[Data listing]
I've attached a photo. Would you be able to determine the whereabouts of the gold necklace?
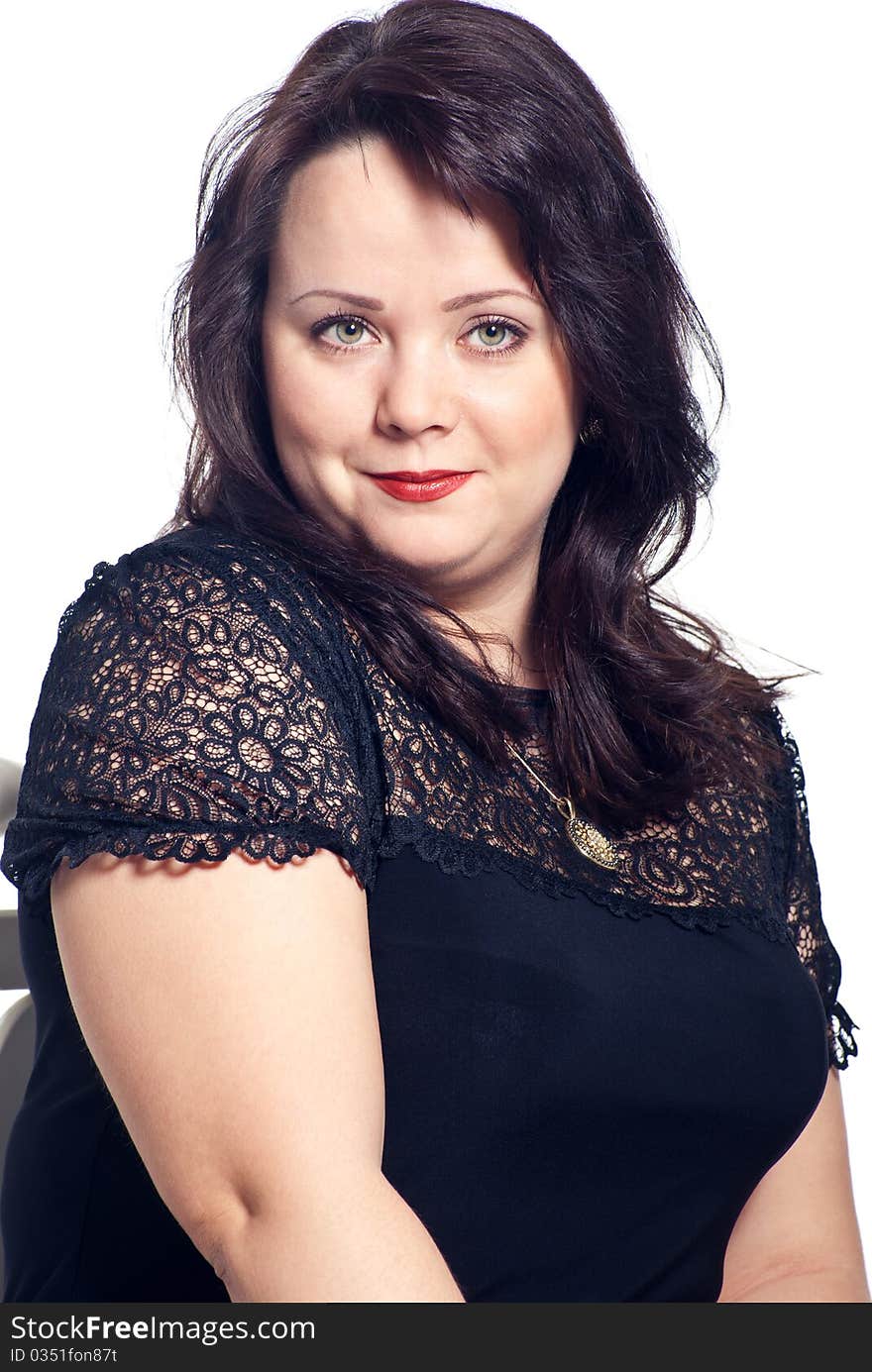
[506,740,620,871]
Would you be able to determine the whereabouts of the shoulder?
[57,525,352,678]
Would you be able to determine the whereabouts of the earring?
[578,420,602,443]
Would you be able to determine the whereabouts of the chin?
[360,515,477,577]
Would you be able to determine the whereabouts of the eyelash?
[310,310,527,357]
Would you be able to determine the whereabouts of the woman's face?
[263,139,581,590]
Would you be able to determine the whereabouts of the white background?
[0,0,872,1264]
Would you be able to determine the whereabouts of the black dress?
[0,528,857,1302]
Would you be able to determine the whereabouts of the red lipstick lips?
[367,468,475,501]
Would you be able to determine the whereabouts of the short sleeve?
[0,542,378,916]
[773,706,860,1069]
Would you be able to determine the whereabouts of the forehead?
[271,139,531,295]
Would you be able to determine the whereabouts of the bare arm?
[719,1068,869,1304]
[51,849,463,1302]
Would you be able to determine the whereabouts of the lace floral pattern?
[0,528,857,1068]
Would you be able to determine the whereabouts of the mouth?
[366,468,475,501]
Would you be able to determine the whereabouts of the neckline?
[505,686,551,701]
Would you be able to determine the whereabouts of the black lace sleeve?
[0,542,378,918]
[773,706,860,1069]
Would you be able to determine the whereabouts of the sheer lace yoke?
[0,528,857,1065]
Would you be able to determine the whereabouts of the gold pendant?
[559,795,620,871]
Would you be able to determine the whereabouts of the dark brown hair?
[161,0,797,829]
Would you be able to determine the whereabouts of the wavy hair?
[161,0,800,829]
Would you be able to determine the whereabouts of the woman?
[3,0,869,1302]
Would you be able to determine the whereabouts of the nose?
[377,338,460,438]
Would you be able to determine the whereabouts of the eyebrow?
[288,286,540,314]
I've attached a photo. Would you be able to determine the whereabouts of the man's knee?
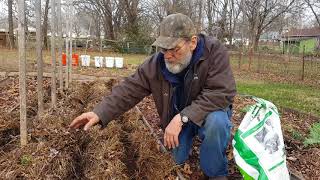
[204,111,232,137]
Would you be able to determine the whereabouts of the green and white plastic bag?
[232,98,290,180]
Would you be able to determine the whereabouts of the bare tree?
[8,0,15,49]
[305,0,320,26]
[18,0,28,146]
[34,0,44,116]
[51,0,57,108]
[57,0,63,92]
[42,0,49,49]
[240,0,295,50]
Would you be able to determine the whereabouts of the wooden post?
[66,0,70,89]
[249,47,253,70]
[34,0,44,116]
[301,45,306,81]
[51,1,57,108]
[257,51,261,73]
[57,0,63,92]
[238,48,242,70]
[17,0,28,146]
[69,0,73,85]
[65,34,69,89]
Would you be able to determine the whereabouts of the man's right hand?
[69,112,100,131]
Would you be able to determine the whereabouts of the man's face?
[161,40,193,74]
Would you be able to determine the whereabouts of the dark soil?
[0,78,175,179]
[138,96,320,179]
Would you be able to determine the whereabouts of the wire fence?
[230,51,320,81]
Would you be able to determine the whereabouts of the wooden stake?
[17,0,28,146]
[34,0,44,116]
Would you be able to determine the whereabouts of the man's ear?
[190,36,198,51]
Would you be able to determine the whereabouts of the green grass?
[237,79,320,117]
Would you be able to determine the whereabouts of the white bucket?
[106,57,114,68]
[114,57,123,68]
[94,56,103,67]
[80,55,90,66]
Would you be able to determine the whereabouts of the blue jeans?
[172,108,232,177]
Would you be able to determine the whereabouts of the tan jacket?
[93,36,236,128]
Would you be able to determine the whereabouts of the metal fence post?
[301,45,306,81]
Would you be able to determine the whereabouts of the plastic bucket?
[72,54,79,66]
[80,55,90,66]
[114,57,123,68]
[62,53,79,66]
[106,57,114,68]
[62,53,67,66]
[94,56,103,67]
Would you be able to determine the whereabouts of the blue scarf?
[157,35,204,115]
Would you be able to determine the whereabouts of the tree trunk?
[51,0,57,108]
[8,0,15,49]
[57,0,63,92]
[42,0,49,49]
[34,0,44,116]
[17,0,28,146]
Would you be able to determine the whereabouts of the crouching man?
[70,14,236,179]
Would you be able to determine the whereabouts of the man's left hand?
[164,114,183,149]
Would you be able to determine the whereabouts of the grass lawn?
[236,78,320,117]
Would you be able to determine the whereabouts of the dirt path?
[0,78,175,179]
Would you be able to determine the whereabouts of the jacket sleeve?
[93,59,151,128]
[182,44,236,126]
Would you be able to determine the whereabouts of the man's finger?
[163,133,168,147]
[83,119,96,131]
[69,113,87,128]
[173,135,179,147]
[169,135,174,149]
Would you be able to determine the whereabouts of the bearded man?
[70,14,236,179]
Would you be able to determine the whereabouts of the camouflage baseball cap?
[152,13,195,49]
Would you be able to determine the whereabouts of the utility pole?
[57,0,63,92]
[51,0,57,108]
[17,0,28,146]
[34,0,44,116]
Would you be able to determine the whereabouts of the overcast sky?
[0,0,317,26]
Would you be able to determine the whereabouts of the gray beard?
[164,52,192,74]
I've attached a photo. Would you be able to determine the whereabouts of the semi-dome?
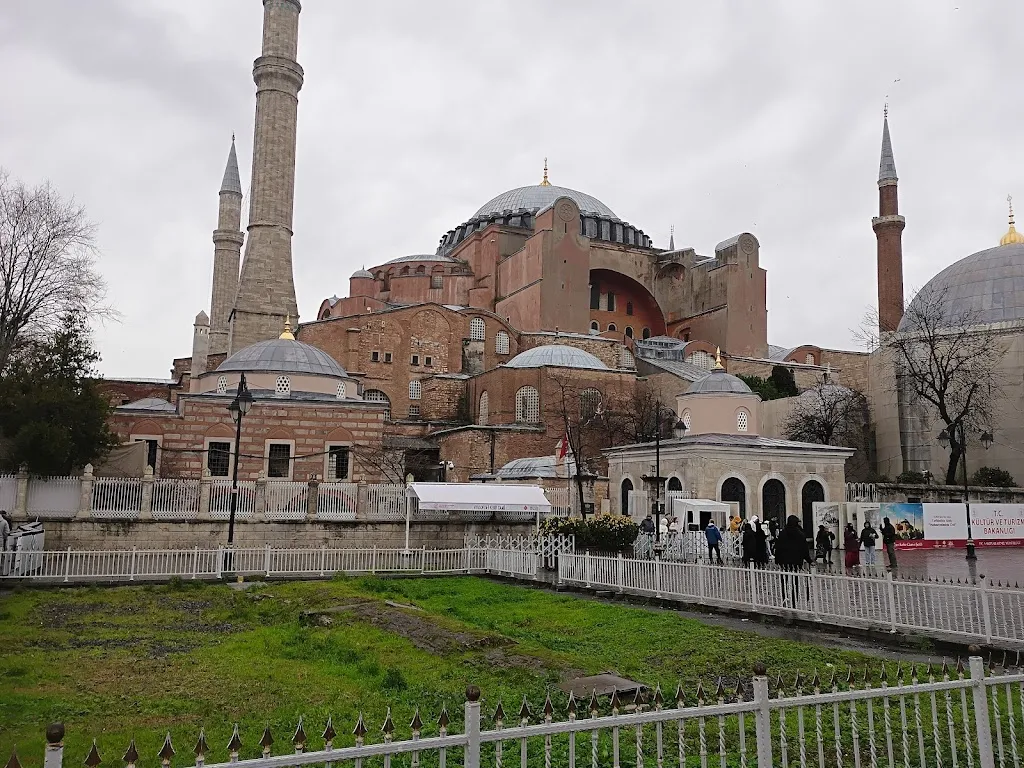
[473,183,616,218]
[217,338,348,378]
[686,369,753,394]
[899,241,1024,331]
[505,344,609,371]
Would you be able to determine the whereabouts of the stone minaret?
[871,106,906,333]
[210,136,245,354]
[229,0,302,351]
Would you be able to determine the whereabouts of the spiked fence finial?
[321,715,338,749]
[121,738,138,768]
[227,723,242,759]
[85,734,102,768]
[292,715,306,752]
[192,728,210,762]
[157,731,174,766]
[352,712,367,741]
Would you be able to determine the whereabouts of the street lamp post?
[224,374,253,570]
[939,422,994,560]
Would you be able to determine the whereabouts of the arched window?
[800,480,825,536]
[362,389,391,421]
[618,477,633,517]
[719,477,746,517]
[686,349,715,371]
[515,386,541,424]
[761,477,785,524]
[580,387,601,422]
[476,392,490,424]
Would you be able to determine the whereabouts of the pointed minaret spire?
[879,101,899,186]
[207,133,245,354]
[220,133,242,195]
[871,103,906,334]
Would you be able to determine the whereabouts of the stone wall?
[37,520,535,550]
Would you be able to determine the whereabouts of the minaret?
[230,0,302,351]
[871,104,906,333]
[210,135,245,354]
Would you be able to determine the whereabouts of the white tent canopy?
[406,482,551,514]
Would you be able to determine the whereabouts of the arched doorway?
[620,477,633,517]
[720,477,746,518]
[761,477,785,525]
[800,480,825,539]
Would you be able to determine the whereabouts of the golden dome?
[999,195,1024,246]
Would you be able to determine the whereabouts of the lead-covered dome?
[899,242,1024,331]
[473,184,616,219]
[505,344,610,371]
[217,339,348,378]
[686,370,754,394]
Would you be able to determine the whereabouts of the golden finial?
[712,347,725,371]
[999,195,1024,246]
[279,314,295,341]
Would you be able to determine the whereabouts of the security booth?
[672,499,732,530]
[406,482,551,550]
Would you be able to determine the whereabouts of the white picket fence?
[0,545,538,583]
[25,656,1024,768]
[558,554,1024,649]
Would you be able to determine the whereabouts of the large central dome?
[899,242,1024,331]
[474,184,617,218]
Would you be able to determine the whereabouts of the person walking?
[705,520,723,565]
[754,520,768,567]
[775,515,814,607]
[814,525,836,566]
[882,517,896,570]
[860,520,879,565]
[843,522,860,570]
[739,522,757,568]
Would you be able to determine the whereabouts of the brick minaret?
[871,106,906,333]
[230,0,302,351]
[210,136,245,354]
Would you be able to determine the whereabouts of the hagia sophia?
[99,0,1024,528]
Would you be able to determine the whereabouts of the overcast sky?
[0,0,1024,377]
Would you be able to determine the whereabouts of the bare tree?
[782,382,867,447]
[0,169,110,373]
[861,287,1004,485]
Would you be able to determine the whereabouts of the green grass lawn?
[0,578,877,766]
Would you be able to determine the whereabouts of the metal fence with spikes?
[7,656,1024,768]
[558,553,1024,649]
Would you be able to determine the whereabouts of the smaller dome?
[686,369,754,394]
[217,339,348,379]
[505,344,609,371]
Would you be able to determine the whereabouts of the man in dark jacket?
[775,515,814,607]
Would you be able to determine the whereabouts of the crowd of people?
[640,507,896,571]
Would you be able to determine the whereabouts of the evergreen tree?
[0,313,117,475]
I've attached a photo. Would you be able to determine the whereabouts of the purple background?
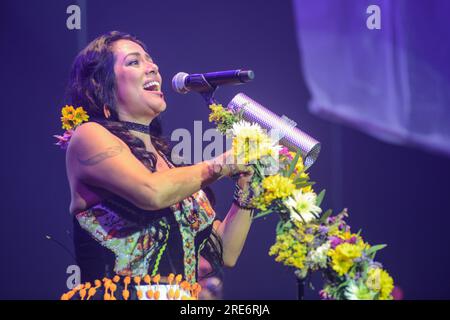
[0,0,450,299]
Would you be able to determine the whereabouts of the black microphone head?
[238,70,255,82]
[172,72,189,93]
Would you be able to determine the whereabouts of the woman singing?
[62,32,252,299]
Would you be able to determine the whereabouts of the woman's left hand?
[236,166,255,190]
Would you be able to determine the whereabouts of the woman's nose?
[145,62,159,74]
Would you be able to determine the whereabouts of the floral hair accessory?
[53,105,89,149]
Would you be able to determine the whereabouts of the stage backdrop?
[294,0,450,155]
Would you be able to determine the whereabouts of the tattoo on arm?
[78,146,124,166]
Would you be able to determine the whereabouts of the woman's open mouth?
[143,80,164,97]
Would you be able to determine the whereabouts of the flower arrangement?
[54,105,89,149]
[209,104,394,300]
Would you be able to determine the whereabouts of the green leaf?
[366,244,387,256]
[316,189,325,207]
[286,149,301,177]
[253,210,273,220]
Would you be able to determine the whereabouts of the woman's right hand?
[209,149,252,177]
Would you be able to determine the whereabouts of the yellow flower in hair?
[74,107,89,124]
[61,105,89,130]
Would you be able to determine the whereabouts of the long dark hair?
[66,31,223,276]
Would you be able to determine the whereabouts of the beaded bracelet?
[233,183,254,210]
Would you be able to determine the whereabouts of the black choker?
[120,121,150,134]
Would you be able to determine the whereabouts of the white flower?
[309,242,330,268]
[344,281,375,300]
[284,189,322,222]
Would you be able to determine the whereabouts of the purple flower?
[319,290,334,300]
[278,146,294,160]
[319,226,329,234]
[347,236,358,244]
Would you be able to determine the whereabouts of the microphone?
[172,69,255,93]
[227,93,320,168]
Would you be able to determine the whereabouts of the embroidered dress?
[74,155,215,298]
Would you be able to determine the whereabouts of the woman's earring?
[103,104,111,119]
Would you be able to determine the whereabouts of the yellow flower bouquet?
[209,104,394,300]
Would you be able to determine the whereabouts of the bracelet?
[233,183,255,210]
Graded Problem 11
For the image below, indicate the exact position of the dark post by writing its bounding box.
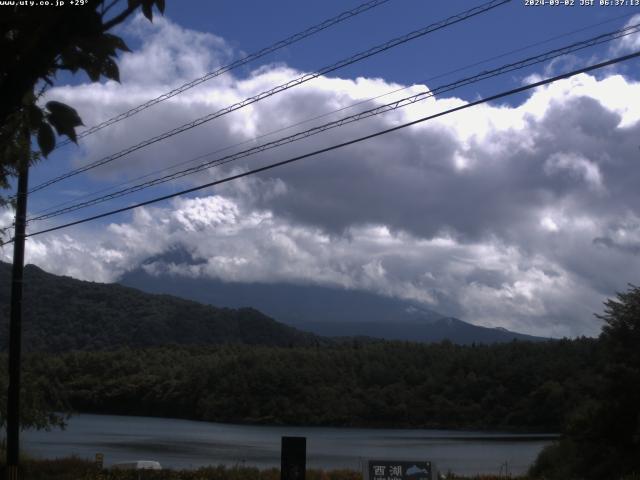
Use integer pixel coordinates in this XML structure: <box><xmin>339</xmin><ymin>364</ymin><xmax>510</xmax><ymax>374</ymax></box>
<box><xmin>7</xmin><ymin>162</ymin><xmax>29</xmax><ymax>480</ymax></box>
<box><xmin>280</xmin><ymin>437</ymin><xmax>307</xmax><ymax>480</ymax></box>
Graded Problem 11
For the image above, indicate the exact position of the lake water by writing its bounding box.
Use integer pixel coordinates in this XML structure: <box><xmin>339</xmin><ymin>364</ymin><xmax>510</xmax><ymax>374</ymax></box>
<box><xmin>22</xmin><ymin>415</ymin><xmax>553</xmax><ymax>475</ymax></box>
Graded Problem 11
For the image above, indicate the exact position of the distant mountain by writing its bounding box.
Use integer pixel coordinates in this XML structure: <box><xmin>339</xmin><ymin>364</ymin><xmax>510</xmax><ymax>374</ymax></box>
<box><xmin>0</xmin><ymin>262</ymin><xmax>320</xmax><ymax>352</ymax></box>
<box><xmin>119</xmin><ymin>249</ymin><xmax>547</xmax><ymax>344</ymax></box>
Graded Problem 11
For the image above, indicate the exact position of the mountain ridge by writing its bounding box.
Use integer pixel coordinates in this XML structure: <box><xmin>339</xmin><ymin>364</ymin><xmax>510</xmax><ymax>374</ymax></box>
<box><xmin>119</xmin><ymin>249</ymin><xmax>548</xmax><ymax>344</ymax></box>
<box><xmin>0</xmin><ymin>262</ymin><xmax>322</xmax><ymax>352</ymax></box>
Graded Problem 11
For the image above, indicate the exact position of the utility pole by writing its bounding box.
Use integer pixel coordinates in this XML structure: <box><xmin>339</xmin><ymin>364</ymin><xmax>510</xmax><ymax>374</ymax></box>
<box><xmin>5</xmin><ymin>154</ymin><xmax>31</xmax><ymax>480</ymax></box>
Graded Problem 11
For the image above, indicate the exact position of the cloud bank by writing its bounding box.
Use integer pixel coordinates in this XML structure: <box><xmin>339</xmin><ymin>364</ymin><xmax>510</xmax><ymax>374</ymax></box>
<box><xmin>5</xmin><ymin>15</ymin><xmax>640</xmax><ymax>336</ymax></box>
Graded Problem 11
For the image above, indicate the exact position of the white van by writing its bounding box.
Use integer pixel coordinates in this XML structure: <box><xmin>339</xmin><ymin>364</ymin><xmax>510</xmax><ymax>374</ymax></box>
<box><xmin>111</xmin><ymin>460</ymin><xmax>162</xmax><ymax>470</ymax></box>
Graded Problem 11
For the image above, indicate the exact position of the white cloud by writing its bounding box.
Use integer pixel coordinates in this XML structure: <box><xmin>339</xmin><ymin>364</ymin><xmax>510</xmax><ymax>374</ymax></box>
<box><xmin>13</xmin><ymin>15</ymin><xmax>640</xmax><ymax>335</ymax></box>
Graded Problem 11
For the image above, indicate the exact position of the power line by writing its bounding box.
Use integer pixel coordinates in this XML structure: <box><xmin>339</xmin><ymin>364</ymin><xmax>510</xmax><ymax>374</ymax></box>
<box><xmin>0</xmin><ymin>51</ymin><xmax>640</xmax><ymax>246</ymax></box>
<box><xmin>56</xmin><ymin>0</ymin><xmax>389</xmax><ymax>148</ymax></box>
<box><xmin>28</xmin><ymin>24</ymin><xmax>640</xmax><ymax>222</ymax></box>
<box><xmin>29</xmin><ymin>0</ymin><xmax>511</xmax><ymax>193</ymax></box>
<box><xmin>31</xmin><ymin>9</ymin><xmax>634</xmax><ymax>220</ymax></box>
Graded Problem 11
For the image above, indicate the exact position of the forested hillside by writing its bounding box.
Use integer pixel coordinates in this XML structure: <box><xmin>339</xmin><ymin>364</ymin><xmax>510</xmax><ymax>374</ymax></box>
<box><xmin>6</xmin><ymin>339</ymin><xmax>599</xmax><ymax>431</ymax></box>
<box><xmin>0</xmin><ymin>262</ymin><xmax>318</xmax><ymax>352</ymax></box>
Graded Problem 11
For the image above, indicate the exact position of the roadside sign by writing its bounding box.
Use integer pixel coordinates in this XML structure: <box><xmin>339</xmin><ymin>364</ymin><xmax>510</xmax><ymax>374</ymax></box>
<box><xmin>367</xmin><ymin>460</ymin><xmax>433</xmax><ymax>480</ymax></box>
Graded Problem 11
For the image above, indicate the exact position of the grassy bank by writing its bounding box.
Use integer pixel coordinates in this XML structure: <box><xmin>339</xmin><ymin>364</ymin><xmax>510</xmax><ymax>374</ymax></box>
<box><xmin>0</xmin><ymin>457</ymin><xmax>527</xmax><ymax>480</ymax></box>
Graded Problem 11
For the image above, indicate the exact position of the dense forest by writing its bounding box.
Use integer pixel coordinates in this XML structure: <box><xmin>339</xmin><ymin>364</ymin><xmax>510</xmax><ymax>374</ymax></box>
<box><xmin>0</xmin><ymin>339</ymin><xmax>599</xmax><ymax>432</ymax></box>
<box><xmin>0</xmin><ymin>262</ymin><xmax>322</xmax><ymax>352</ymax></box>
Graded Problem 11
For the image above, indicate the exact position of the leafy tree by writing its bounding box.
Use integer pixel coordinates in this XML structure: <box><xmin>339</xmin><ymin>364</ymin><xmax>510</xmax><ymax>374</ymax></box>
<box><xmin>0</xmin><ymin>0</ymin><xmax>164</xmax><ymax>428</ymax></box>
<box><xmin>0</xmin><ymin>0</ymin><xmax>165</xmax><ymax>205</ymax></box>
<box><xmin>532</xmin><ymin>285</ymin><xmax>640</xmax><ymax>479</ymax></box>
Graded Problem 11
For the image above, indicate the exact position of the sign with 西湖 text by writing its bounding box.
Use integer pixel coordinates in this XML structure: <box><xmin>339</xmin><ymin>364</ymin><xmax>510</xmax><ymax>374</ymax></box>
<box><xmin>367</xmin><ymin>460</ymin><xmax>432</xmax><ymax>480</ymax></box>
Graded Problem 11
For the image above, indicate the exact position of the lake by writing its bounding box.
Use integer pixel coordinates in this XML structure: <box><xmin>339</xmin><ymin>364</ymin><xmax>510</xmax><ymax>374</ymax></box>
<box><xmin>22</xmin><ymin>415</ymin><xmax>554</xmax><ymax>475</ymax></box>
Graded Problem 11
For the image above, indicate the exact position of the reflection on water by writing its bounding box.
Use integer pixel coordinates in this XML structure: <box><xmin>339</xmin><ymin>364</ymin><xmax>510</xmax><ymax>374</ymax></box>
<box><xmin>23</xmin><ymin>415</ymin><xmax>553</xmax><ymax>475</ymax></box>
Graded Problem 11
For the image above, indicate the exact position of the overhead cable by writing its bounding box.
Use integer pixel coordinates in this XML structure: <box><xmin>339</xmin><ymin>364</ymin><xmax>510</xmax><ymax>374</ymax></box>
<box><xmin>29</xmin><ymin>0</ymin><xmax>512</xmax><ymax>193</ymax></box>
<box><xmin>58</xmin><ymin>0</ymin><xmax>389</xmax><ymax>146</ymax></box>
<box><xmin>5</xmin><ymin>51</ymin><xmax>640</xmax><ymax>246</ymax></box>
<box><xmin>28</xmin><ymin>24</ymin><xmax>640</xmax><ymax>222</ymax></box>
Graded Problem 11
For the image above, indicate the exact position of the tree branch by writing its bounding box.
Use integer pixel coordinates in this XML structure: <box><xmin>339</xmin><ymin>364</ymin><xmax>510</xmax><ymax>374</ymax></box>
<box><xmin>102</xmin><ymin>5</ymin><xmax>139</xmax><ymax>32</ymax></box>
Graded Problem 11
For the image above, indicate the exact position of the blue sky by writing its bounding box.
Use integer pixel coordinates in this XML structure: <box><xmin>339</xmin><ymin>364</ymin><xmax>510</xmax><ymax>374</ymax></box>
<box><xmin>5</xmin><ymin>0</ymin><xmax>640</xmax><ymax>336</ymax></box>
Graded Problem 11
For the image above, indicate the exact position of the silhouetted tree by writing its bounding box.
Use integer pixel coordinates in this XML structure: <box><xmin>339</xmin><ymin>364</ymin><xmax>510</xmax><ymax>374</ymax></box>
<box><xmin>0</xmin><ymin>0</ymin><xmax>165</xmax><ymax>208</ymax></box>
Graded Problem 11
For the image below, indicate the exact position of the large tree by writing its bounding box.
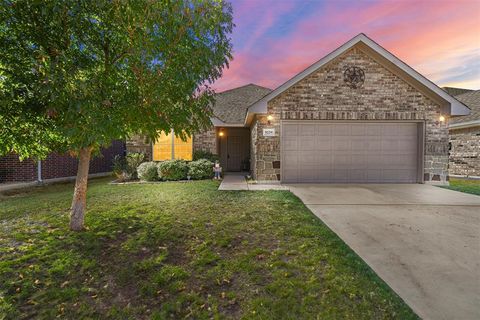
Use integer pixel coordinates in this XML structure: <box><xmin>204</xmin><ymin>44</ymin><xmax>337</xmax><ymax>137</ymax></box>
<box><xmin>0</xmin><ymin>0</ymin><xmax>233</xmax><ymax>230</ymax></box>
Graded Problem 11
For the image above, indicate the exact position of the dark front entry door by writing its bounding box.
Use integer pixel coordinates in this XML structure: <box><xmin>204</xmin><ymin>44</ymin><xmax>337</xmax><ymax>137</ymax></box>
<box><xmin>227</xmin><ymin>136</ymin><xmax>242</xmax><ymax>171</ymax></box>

* **TASK GOAL**
Copy out, unchanged, every line from the one containing "the man's knee?" through the one containing "[164,114,183,149]", both of those lines included. Leave the pictures out.

* **THE REPLY**
I've attached a photo. Would you be able to determine the whereabouts of the man's knee?
[204,111,232,137]
Would you be able to determine the whereabouts of the green and white plastic bag?
[232,98,290,180]
Would you be able to determine the whereabouts of the bare tree?
[8,0,15,49]
[305,0,320,26]
[18,0,28,146]
[34,0,44,116]
[51,0,57,108]
[57,0,63,92]
[42,0,49,49]
[240,0,295,50]
Would you be able to determine the whereabouts of the wooden post?
[66,0,70,89]
[249,47,253,70]
[34,0,44,116]
[301,45,306,81]
[51,1,57,108]
[257,51,261,73]
[57,0,63,92]
[238,48,242,70]
[17,0,28,146]
[69,0,73,85]
[65,34,69,89]
Would you be able to determine the whereabouts of the man's right hand?
[69,112,100,131]
Would you be able to determine the whereabouts of the man's face?
[161,40,193,74]
Would you be able to determine the whereabouts of the dark soil?
[0,78,175,179]
[138,96,320,179]
Would you be able to determine the whereabouts of the wire fence?
[230,51,320,81]
Would you be able to determine the whereabouts of the wooden stake?
[17,0,28,146]
[34,0,44,116]
Would you be able to determine the whereabouts of the man's ear?
[190,36,198,51]
Would you be able to determine the whereabouts of the green grass?
[237,79,320,117]
Would you be able to determine the whereabouts of the white bucket?
[106,57,114,68]
[114,57,123,68]
[94,56,103,67]
[80,55,90,66]
Would you be able to determine the whereabouts of the blue jeans?
[172,108,232,177]
Would you be able to determine the whereabouts of the tan jacket?
[93,36,236,128]
Would you be able to determine the whereabouts of the metal fence post?
[301,45,306,81]
Would you be able to determine the whereabouts of the plastic bucket?
[72,54,79,66]
[80,55,90,66]
[114,57,123,68]
[62,53,79,66]
[106,57,114,68]
[62,53,67,66]
[94,56,103,67]
Would you be able to determine the whereabouts of the blue scarf?
[157,35,204,115]
Would you be able to determine the whereabouts of the tree trunk?
[51,0,57,108]
[8,0,15,49]
[57,0,63,92]
[42,0,49,49]
[34,0,44,116]
[17,0,28,146]
Would you be able to determine the whereabouts of the crouching man?
[70,14,236,179]
Would you be able to determine the whereabouts of the man's left hand?
[164,114,183,149]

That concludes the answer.